- [DIRECTIONS]:
• a. In the post on harmonizing music with deep learning, what pre-modeled network did the team use instead of building one from scratch?
• b. Count the lines in the records that contain the string "green", and reply with only that number.

Harmonization of Music using Deep Learning

I had taken up Machine learning course at my institute where a term project using concepts of machine learning was to be submitted for final evaluation in grading. Many of my team members were new to machine learning and hence we decided to use pre-modeled TensorFlow “easy sequence to sequence” to our purpose, rather than making a new network from scratch. Here is a brief overview to my project.

Problem Statement

To output a harmony line for every input melody line using deep learning through neural networks.


In music, harmonization is the chordal accomplishment to a line or melody. A general overview suggests that analysis of music is similar to Natural Language Processing. Thus, treating music as series of notes and splitting them into fundamental units (bars) for processing was the preliminary idea. Works like “DeepHear: Composing and harmonizing music with neural networks” gave us motivation to model our own deep learning network. Below are the details of how music theory works and the way it can be converted to useful units keeping in mind the aim of our project.

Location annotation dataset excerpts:
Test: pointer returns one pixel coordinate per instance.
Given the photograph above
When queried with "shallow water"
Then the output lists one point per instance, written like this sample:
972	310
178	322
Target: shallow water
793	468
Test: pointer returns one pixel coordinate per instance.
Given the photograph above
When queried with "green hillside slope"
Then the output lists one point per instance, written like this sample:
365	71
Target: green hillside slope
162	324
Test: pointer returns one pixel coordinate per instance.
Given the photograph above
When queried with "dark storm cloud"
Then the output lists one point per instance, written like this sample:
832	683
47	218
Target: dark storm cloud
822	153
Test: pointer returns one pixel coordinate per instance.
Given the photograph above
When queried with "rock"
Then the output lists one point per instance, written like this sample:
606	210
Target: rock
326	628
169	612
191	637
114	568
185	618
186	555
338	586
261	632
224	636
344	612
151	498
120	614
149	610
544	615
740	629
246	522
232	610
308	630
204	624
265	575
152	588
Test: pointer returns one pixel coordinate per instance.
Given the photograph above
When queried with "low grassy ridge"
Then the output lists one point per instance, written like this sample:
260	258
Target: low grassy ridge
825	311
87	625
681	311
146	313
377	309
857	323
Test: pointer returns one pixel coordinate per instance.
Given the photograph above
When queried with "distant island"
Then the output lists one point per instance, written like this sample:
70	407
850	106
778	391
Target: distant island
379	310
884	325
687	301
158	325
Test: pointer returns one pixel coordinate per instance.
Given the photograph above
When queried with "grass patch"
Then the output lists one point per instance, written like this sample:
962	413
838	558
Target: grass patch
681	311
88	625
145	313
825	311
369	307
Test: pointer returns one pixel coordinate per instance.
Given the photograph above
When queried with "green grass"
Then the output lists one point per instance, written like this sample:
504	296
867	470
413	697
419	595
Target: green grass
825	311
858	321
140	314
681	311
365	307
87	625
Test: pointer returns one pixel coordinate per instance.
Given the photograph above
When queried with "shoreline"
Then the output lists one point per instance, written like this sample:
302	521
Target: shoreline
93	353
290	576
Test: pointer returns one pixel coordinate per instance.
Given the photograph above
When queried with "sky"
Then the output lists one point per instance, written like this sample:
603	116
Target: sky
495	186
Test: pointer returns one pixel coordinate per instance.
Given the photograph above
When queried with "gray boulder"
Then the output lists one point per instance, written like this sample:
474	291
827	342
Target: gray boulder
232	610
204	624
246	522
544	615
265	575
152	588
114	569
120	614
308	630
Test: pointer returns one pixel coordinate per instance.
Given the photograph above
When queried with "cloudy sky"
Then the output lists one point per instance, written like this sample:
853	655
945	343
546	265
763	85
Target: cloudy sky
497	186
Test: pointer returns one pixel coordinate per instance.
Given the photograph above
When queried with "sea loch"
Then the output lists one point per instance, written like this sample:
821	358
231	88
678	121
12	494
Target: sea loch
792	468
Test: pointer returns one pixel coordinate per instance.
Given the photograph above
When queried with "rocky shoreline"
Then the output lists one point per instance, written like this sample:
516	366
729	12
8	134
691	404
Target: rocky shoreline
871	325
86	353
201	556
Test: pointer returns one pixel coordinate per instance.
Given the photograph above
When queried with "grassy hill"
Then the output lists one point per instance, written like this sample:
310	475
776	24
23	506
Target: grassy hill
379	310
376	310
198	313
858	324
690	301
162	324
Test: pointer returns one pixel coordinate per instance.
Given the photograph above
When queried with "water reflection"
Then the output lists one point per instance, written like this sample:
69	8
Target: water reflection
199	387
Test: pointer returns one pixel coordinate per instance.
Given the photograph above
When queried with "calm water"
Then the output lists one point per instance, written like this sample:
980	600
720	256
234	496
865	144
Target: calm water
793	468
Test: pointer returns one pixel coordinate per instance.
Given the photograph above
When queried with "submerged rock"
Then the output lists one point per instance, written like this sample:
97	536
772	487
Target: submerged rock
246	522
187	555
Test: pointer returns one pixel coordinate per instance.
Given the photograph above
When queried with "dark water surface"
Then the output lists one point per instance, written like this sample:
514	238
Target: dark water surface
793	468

- [SOLUTIONS TO THE EXERCISE]:
• a. TensorFlow's "easy sequence to sequence."

• b. 4